Given instruction 1:
Please copy the part of the drawing-journal passage that opens with the words containing "Redesigning d.price's website" and closes with "down the rails.".

Provided passage:
begin
Personally, if I had to spend more than a couple of days in a small town like Joseph, I would blow my brains our from boredom. However, there are endless lovely things to draw there, as there are in every corner of the world.

OJournal 10 Barn

A tornado whacked this barn a while back. Rather than fix it, the owners are waiting for Ron Paul.

Drawn by Jack

Jack’s version.

Redesigning d.price's website

One of our projects in Oregon was to help d.price to set up an online version of his ‘zine, Moonlight Chronicles. The first few pages are up and I urge you to visit his new site regularly for updates. He will continue to publish on paper but is scaling back to minimize the environmental impact of tree killing. If you like his work as much as I do, consider buying some back issues (or even the first 50 in a lovely hand-painted box).

OJournal 11 Truck

Our drawings of an old train were constantly interrupted by the fact that the crew moved it up and down the rails.
end
Segmentation labeling entries:
begin
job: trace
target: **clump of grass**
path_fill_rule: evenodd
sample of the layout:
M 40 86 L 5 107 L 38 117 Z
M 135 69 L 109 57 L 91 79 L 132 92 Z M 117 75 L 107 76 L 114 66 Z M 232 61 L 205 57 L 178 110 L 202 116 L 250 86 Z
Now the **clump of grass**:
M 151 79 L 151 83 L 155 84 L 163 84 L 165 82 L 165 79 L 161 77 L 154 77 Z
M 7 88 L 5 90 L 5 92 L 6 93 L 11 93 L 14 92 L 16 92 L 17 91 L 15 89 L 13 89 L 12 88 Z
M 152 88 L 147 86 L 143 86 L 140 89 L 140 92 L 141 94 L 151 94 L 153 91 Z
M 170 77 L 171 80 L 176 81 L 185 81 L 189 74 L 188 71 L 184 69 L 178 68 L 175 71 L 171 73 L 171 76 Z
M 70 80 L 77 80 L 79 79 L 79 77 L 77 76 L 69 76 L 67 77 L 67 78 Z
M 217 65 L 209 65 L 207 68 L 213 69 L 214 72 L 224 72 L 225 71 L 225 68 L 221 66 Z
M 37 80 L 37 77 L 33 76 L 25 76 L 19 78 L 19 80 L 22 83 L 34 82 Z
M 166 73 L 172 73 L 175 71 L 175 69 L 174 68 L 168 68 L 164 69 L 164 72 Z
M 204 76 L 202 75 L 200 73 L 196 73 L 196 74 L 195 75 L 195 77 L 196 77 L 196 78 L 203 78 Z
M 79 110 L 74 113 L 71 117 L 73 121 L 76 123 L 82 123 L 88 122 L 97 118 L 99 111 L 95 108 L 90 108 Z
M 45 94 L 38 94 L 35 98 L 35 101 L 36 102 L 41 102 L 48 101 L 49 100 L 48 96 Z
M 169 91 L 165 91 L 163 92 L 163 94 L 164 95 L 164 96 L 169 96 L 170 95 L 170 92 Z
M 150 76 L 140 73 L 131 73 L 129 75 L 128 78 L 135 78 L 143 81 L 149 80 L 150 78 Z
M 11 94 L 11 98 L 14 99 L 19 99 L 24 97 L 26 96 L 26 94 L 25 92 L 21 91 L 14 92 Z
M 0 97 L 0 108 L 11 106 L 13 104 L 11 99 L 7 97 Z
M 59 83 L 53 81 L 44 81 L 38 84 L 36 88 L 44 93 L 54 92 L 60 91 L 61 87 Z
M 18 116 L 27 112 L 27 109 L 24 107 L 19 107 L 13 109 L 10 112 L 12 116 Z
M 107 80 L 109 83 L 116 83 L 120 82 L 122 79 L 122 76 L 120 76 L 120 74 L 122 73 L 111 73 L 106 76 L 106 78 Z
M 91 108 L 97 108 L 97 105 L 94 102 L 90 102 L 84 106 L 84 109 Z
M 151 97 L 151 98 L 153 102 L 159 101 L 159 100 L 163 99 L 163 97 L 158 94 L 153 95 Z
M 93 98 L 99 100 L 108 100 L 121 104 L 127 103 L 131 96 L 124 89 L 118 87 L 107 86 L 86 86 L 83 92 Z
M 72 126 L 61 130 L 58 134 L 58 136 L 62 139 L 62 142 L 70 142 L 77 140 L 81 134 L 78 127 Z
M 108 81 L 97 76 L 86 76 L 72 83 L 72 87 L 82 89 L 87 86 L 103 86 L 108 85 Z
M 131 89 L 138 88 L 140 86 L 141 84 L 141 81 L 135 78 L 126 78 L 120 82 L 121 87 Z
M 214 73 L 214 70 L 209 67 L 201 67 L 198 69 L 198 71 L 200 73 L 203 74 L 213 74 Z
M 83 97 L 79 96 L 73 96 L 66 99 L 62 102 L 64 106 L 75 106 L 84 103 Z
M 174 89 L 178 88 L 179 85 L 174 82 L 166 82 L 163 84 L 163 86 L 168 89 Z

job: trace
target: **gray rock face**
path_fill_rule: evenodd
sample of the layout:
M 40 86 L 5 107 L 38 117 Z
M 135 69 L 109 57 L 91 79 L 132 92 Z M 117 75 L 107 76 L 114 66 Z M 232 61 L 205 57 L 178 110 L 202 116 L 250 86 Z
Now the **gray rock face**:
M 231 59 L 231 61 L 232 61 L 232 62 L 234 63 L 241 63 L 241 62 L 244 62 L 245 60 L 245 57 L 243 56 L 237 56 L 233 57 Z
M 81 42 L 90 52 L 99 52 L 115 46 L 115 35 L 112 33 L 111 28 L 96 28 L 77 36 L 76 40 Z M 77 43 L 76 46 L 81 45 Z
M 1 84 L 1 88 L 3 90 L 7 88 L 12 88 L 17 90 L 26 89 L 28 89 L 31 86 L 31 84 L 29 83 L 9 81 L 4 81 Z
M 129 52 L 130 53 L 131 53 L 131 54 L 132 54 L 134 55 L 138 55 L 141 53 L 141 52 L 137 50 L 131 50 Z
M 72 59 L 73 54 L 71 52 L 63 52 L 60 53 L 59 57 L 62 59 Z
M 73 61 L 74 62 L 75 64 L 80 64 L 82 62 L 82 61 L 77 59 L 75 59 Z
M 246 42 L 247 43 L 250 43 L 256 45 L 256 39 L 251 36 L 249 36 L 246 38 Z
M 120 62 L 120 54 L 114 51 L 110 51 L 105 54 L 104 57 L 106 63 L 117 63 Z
end
Given instruction 2:
Render the part of the entries that opens with their first line and closes with the line containing "M 37 80 L 37" as a Markdown table with the columns Row and Line. Number each row and leave out blank lines.

Exercise solution 1:
Redesigning d.price's website

One of our projects in Oregon was to help d.price to set up an online version of his ‘zine, Moonlight Chronicles. The first few pages are up and I urge you to visit his new site regularly for updates. He will continue to publish on paper but is scaling back to minimize the environmental impact of tree killing. If you like his work as much as I do, consider buying some back issues (or even the first 50 in a lovely hand-painted box).

OJournal 11 Truck

Our drawings of an old train were constantly interrupted by the fact that the crew moved it up and down the rails.

Exercise solution 2:
| Row | Line |
|---|---|
| 1 | job: trace |
| 2 | target: **clump of grass** |
| 3 | path_fill_rule: evenodd |
| 4 | sample of the layout: |
| 5 | M 40 86 L 5 107 L 38 117 Z |
| 6 | M 135 69 L 109 57 L 91 79 L 132 92 Z M 117 75 L 107 76 L 114 66 Z M 232 61 L 205 57 L 178 110 L 202 116 L 250 86 Z |
| 7 | Now the **clump of grass**: |
| 8 | M 151 79 L 151 83 L 155 84 L 163 84 L 165 82 L 165 79 L 161 77 L 154 77 Z |
| 9 | M 7 88 L 5 90 L 5 92 L 6 93 L 11 93 L 14 92 L 16 92 L 17 91 L 15 89 L 13 89 L 12 88 Z |
| 10 | M 152 88 L 147 86 L 143 86 L 140 89 L 140 92 L 141 94 L 151 94 L 153 91 Z |
| 11 | M 170 77 L 171 80 L 176 81 L 185 81 L 189 74 L 188 71 L 184 69 L 178 68 L 175 71 L 171 73 L 171 76 Z |
| 12 | M 70 80 L 77 80 L 79 79 L 79 77 L 77 76 L 69 76 L 67 77 L 67 78 Z |
| 13 | M 217 65 L 209 65 L 207 68 L 213 69 L 214 72 L 224 72 L 225 71 L 225 68 L 221 66 Z |
| 14 | M 37 80 L 37 77 L 33 76 L 25 76 L 19 78 L 19 80 L 22 83 L 34 82 Z |